[Passage to read]:
Walmart reaffirmed its fiscal-year 2019 sales expectations and updated earnings per share guidance to reflect its investment in Flipkart in India. EPS generally accepted accounting principles guidance is now $2.65 to $2.80 and adjusted EPS guidance is $4.65 to $4.80, compared to previous guidance of $2.90 to $3.05, and $4.90 to $5.05, respectively.
The retail and e-commerce giant expects that same-store sales in the U.S. excluding fuel will grow 2.5 to 3 percent in fiscal 2019, following expected growth of 3 percent this year, which represented the fastest expansion in a decade. Comp-store sales rose 4.5 percent in the second quarter of fiscal 2019.
Walmart chief merchandising officer Steve Bratspies said the retailer’s performance in stores was led by fresh grocery in the second quarter, but the momentum extended to apparel. “We’re going to continue to innovate and invest,” he said. “Sales of our three new [private-label] apparel brands are accelerating.”
An increase in quality perception in apparel and Walmart’s private brand wine were also highlighted. “We’ve got a lot of product innovation,” he said. “We also have new national brands such as NYX Cosmetics, Yankee Candle, Cuisinart and Bose. The media business is also changing. We’ll have shoppable ad capability and partnerships. We’re creating great shopping experience by reimagining the store space with a new apparel pad and entertainment space” with interactive displays.”
Walmart U.S. E-commerce, which is on track to post a 40 percent increase this year, is expected to grow by 35 percent next year off of a much larger base, said Marc Lore, the unit’s ceo and founder of Walmart-owned Jet.com.
While the retail and e-commerce giant has been investing in retail partnerships and specialty acquisitions, it’s still an uphill battle, Lore admitted. “One of the biggest challenges we face is balancing the merchandise mix,” said Lore. “We haven’t made enough progress in the long tail [categories], and the most money is made in that long tail.”

[Record extracts]:

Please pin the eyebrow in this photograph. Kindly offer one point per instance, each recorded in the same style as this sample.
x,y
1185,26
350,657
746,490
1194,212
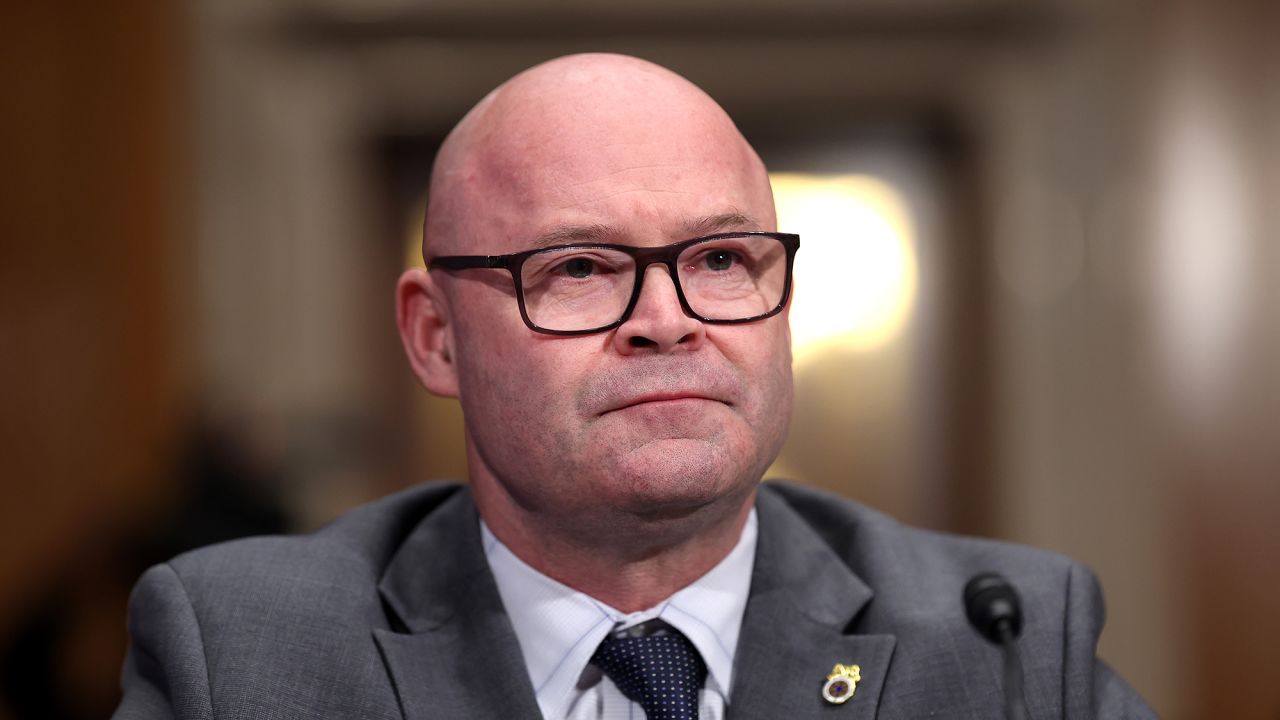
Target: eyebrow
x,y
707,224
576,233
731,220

[Work request A]:
In the Walmart passage, by how much is Walmart U.S. E-commerce expected to grow next year?
[Work request B]:
Decide whether each statement agrees with the Walmart passage, and quote the words that decide it: (i) Walmart's adjusted EPS guidance is now $4.65 to $4.80. (ii) Comp-store sales rose 3 percent in the second quarter of fiscal 2019. (iii) Lore said enough progress has been made in the long tail categories.
[Work request C]:
Pick up the Walmart passage after its final sentence and continue it.

[Answer area A]:
By 35 percent.

[Answer area B]:
(i) Yes: "adjusted EPS guidance is $4.65 to $4.80"
(ii) No: "Comp-store sales rose 4.5 percent in the second quarter of fiscal 2019."
(iii) No: "We haven’t made enough progress in the long tail [categories]"

[Answer area C]:
While walmart.com would like to control more of the online shopping experience by transforming third-party sellers to first party, those vendors would allow walmart.com to increase the variety of products it offers and could become more reliable. But Lore said, “We can’t afford to bring product first party because the costs of holding products in distribution centers are too high. When you have the long tail [categories such as apparel,] it makes sense” because those margins are higher.
“When brands think about selling to us, they look at web site design, on-time delivery and the holistic offer.” The site’s customer value index scores are rising. “It’s a gradual improvement,” Lore said. “As you earn the business, you earn the brands.”
“Brands are finding that it’s really hard to scale [online],” Lore said in response to a question during the question-and-answer portion of the event. “They may have a good offer. In our case, we’ve got all this traffic. We can take a great assortment and great team, and while one of them doesn’t move the needle that much, doing them collectively would.
“We’re playing offense with digital native brands,” Lore said. “This year we incubated our own mattress company, Allswell. Elloquii, Bonobos and ModCloth are proprietary content. We’re thinking about sku parity, when everybody is selling the same thing for the same price. We continue to incubate, buy and build. The margins are incredible, they run at 40 percent, so we’re adding almost 200 basis points to the entire business.”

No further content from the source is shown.